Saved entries

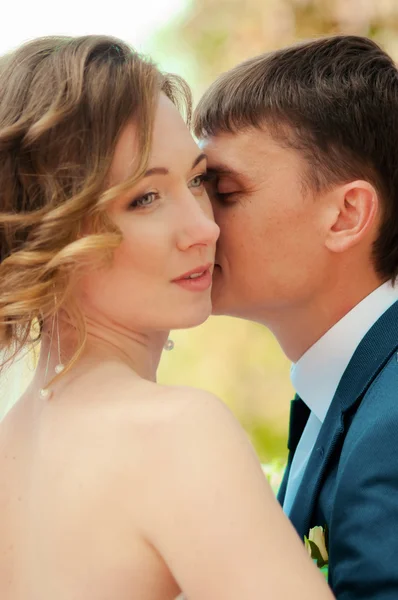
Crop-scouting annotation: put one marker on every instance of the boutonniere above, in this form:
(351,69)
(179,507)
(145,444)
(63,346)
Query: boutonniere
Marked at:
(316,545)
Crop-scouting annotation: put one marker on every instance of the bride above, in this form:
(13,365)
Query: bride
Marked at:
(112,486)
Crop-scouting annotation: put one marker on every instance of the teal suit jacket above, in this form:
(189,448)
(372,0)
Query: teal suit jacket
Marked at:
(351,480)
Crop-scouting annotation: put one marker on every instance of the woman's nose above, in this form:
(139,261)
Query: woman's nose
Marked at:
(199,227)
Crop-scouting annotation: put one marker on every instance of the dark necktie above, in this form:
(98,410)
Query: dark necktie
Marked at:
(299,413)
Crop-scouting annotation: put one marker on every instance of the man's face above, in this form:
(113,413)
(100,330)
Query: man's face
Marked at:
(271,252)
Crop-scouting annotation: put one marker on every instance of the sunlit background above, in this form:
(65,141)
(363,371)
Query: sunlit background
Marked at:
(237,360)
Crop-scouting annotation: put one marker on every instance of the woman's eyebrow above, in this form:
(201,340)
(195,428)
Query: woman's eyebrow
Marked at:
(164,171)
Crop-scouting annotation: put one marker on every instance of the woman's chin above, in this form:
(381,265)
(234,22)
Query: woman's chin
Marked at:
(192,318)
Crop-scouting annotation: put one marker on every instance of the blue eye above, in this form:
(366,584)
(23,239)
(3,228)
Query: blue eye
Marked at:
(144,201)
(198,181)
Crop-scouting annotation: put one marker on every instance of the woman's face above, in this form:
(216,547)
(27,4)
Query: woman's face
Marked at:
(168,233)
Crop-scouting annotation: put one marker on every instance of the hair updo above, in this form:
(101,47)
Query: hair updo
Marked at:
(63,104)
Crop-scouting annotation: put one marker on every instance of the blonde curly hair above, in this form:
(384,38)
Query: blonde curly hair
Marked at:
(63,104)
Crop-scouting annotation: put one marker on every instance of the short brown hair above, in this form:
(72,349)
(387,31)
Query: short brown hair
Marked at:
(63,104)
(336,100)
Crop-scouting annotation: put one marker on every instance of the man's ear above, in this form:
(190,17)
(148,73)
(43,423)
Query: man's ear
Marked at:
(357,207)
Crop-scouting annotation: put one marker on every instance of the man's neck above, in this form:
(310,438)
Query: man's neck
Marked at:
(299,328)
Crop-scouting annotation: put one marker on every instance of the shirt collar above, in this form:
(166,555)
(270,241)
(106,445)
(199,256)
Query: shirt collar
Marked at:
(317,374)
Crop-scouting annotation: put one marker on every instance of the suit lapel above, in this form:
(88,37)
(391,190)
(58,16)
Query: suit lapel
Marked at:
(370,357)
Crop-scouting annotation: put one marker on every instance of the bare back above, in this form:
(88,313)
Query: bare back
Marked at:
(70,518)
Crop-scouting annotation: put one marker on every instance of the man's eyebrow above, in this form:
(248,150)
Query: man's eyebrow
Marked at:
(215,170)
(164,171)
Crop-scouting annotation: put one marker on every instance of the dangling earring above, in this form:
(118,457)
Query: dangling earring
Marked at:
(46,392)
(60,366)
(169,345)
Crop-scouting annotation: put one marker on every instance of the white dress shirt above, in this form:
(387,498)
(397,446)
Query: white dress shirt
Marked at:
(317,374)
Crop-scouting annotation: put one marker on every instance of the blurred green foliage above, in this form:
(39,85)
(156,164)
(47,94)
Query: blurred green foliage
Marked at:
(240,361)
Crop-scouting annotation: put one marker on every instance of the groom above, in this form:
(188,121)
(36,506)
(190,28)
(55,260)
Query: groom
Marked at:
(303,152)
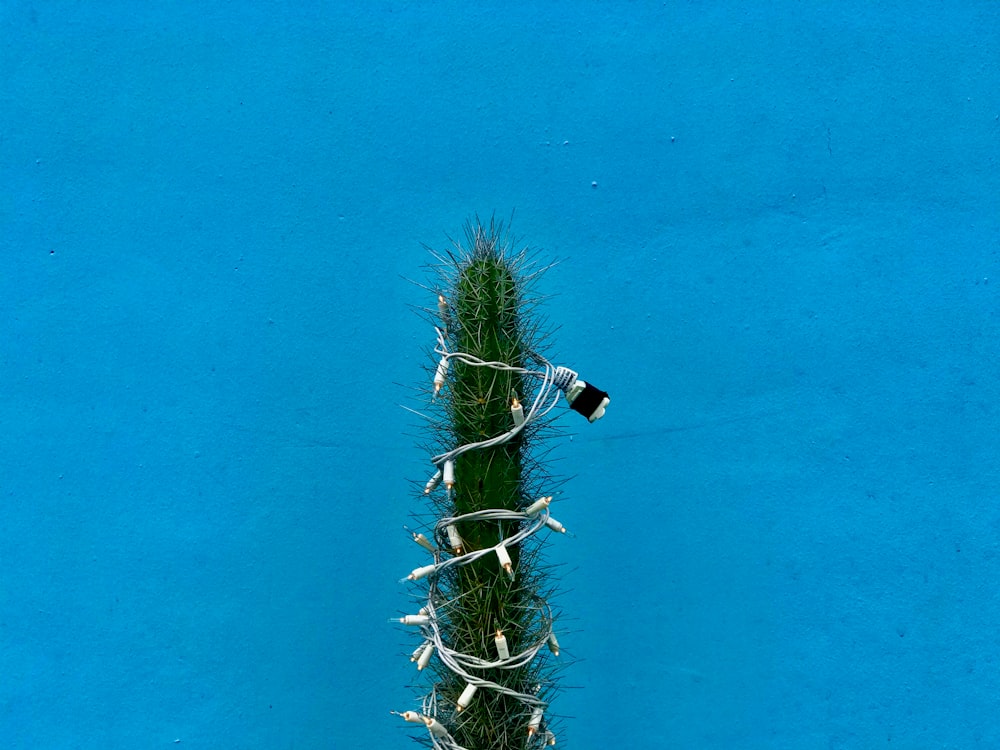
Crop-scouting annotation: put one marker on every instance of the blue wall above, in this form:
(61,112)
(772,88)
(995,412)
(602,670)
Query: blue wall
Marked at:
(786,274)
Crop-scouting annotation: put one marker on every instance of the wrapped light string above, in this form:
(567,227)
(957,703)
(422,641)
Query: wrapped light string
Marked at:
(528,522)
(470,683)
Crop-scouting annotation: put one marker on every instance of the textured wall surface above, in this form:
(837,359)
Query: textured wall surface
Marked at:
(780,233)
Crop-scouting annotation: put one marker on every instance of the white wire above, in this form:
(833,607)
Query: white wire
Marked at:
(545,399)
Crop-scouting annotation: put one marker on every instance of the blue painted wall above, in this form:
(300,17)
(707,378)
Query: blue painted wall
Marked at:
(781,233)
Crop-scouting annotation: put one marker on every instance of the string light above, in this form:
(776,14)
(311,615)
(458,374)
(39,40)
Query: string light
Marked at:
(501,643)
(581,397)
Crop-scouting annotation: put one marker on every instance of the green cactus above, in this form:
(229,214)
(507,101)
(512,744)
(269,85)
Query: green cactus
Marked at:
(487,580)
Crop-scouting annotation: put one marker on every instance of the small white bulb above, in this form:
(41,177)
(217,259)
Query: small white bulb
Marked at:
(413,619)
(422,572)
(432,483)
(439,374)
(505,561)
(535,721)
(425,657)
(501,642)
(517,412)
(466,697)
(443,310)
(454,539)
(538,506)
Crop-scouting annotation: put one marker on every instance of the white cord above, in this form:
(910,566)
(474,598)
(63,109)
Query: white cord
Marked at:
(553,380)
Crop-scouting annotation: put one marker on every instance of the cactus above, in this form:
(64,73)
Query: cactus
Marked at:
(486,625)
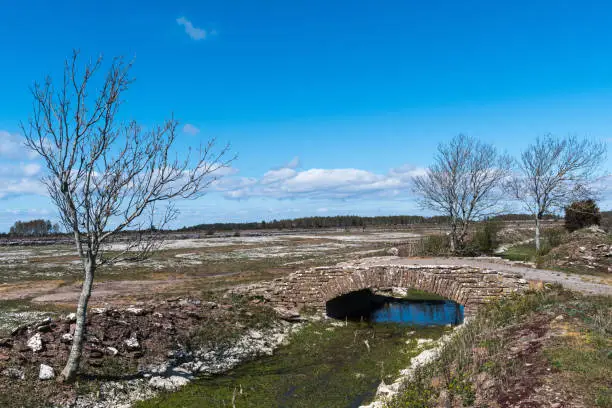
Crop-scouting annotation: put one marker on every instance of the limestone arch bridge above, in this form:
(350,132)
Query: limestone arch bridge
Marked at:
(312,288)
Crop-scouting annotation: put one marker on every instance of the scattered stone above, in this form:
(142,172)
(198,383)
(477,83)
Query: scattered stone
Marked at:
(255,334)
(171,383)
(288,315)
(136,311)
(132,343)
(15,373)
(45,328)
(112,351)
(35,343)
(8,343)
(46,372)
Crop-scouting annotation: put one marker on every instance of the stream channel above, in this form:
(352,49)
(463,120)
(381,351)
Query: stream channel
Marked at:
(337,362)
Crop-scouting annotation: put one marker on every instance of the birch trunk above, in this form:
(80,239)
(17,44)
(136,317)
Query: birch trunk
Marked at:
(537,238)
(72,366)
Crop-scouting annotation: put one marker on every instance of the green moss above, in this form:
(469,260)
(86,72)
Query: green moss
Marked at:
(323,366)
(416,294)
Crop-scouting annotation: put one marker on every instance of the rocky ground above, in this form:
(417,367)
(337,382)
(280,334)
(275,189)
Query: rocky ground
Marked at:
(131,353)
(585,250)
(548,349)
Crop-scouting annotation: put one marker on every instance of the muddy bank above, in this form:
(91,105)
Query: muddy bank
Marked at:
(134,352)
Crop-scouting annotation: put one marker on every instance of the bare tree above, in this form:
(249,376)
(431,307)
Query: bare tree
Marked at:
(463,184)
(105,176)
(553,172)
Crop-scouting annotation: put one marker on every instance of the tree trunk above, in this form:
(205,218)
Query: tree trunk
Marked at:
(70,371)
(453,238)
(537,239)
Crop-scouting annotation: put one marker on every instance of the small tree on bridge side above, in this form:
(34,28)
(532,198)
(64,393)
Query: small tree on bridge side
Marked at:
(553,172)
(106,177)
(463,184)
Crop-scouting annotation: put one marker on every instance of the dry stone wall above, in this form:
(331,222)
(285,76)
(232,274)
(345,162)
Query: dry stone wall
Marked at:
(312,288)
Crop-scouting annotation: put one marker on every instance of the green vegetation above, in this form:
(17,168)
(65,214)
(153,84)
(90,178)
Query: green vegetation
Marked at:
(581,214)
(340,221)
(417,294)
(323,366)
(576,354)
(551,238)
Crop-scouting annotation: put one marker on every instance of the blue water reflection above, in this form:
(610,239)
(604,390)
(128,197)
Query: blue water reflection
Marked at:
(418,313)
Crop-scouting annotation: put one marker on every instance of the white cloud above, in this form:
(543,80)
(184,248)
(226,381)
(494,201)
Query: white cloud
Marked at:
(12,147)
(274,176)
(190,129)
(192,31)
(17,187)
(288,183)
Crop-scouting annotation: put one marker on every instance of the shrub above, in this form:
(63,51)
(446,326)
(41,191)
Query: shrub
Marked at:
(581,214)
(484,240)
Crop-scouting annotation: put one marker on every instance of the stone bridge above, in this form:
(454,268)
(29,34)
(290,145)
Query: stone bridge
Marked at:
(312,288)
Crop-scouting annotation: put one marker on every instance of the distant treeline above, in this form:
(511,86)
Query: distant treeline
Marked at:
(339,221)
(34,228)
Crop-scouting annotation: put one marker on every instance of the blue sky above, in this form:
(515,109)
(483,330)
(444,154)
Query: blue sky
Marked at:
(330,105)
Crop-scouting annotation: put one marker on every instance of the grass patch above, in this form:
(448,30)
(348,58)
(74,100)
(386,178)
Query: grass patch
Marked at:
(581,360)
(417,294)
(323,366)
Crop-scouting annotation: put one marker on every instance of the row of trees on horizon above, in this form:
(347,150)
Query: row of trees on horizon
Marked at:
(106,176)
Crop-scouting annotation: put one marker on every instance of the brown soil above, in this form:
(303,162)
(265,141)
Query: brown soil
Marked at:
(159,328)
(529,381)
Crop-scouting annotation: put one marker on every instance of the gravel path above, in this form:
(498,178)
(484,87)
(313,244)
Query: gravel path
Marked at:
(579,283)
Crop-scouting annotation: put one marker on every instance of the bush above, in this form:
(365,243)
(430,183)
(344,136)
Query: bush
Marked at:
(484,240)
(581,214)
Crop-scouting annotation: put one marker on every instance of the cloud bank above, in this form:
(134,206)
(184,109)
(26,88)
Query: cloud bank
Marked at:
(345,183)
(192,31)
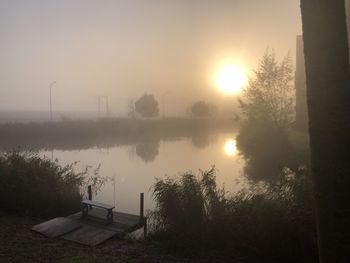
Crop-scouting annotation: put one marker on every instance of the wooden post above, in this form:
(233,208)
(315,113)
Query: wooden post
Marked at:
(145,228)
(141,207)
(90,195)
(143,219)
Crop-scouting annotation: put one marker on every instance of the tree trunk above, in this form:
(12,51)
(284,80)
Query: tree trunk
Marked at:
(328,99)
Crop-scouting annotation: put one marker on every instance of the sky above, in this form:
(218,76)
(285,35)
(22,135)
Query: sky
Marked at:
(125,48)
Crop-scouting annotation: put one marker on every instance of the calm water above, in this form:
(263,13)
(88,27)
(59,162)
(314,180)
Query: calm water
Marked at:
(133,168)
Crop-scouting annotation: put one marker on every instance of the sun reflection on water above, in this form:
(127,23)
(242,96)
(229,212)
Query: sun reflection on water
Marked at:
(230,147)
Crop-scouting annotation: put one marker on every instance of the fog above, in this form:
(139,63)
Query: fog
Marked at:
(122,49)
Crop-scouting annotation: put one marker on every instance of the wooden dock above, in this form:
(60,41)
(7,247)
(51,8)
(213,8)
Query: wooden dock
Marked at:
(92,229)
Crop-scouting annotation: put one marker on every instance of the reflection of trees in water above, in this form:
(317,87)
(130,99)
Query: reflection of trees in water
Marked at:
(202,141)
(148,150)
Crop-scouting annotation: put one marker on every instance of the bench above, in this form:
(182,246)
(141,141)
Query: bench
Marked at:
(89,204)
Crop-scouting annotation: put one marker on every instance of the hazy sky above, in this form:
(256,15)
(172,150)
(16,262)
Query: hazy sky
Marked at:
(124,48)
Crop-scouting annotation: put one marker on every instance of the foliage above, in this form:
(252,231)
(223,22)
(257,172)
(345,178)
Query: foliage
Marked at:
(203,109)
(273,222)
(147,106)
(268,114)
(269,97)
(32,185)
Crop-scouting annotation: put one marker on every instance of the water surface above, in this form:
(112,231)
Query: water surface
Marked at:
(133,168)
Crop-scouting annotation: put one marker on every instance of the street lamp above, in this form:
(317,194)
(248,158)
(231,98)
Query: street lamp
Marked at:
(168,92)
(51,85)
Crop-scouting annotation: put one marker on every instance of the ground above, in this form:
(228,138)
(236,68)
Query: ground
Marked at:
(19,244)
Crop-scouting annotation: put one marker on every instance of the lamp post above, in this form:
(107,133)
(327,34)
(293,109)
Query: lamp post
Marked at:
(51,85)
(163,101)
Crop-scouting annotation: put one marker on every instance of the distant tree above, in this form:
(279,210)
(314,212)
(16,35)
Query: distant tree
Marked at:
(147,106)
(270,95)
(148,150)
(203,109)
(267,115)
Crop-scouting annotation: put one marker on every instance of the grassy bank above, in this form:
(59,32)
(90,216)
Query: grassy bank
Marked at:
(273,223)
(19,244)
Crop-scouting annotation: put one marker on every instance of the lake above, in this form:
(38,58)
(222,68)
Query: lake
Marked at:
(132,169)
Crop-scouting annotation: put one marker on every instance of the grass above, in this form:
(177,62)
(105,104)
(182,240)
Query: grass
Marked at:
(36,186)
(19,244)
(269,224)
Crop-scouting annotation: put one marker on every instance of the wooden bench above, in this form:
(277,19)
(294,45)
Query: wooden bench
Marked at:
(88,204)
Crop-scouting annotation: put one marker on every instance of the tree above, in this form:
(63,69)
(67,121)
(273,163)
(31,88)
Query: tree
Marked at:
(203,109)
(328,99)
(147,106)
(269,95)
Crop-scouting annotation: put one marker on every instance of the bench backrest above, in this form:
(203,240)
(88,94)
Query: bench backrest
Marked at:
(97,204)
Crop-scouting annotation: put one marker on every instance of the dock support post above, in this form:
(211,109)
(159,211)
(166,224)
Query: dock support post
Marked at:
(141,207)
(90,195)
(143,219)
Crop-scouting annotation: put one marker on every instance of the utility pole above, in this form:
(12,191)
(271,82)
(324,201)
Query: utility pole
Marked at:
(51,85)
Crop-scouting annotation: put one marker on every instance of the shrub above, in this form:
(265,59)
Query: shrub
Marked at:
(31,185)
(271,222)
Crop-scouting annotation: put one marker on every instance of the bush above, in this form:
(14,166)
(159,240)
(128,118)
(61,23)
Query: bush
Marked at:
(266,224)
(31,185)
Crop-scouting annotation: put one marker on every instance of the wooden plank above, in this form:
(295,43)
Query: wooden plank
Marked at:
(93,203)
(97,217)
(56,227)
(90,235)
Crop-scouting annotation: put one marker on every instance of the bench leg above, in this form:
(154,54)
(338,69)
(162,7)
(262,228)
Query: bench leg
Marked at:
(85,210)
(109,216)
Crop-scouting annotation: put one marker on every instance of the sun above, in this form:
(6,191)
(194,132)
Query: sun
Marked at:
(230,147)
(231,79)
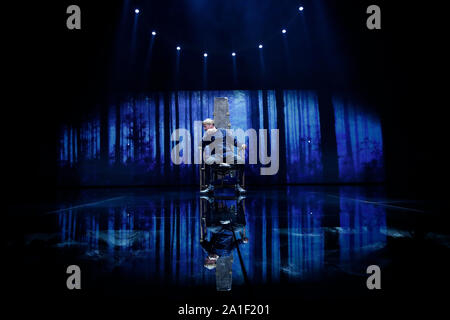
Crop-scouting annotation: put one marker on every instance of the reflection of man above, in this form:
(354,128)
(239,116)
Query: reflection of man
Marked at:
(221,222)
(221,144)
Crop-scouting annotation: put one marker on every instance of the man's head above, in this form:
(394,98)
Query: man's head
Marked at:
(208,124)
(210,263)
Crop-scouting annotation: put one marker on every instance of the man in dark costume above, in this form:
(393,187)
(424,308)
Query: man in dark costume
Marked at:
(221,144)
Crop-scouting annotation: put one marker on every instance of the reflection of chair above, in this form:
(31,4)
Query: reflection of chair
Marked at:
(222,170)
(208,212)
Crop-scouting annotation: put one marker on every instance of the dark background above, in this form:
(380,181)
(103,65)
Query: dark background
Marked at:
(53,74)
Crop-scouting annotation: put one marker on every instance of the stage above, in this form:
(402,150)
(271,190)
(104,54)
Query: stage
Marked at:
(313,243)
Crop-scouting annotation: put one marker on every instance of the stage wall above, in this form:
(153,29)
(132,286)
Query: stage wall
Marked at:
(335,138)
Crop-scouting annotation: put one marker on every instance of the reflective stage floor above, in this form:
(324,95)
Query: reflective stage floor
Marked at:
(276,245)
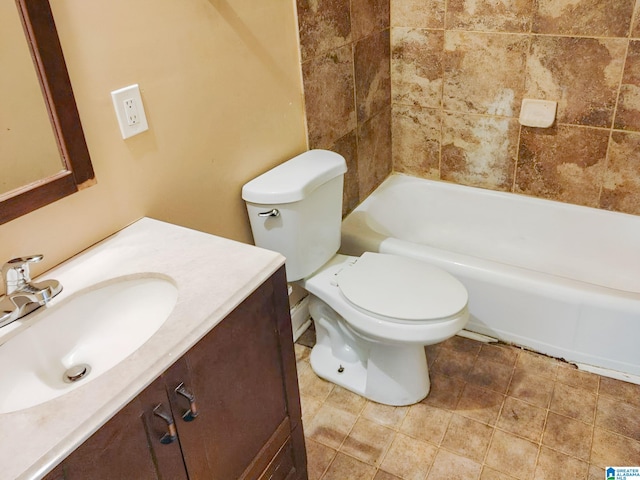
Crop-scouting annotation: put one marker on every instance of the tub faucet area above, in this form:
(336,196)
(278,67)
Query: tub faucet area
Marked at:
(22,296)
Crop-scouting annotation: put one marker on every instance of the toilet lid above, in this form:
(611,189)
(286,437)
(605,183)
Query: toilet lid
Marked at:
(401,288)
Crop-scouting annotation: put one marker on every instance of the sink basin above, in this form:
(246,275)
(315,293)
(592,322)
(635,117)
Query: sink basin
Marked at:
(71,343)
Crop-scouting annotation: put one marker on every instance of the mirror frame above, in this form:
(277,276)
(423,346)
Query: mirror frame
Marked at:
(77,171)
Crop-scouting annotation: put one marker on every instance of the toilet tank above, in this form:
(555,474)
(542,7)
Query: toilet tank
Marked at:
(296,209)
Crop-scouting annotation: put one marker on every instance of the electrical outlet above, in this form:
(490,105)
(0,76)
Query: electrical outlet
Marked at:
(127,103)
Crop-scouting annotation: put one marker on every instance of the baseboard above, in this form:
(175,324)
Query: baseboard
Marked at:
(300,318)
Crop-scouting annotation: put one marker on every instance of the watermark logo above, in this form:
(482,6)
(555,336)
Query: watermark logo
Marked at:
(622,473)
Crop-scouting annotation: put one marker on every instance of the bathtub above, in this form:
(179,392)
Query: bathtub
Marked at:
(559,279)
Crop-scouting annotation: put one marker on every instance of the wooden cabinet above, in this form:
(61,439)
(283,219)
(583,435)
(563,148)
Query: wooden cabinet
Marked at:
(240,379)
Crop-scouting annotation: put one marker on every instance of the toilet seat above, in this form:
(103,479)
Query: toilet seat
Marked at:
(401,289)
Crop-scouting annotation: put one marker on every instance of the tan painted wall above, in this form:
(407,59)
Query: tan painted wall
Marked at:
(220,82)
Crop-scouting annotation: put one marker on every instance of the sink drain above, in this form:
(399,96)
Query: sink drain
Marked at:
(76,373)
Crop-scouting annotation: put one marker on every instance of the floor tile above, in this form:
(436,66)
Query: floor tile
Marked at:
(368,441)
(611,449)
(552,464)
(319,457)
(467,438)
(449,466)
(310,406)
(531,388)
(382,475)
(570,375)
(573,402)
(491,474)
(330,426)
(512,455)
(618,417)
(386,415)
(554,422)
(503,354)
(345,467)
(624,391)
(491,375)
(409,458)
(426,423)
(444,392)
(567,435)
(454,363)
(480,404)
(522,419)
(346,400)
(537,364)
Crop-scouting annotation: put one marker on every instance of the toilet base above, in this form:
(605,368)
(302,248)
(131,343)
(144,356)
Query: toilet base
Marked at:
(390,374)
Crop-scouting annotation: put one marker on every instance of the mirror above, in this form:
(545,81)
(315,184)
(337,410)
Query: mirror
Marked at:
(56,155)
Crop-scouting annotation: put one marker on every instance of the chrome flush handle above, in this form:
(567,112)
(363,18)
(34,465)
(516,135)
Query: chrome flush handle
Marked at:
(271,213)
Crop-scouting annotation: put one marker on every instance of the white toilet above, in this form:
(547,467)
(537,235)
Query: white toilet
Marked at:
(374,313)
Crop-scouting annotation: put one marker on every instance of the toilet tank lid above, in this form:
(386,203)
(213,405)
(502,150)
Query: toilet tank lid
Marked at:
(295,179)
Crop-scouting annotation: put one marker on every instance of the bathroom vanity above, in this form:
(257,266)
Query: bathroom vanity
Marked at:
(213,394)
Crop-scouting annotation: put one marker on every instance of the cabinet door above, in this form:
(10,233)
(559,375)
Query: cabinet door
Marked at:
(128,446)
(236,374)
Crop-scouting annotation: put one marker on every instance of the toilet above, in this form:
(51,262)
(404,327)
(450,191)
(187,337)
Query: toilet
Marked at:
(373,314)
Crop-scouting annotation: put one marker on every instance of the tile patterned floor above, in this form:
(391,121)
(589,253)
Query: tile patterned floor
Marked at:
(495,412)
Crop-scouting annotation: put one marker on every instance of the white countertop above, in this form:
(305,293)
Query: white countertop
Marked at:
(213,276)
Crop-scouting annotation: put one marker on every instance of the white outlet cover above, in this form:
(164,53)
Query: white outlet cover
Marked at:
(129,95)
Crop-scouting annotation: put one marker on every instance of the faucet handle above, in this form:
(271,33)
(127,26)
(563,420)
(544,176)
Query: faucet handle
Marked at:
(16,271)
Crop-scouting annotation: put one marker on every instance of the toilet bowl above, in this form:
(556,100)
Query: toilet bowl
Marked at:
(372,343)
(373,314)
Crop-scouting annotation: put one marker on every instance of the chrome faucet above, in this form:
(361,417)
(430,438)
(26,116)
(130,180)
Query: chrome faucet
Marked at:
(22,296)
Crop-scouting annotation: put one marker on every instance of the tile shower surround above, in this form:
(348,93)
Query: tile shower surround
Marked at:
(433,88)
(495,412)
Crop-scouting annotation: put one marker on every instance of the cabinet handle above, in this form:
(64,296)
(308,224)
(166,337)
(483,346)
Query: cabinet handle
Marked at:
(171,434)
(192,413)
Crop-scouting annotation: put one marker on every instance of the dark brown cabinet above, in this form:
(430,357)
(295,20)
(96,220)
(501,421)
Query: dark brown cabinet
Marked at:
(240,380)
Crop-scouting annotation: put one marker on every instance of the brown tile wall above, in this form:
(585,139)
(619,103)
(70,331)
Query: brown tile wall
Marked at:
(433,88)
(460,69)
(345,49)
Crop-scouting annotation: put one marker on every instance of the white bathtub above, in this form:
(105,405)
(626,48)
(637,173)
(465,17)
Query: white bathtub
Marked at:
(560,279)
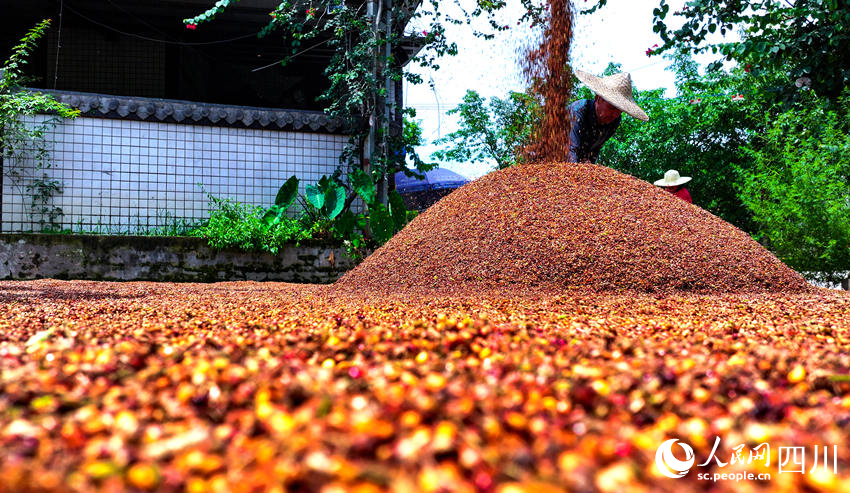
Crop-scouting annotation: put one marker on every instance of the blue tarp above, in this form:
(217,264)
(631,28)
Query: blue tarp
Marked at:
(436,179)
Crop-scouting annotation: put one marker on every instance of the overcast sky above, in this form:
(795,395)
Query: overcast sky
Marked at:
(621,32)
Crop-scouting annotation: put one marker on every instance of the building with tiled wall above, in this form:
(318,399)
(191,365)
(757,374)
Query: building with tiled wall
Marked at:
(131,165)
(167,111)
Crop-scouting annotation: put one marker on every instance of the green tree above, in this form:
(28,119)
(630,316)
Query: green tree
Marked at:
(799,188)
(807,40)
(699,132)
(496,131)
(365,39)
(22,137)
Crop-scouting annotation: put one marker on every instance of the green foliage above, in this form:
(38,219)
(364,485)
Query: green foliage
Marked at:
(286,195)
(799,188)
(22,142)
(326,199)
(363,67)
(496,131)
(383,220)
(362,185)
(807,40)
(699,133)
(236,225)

(TASK DETAILS): Which lines above contain the word "grassy"? Copy all of them.

(SOLVED PROBLEM):
Crop-scouting annotation: put one marker on every instance of the grassy bank above, in this form:
Query: grassy bank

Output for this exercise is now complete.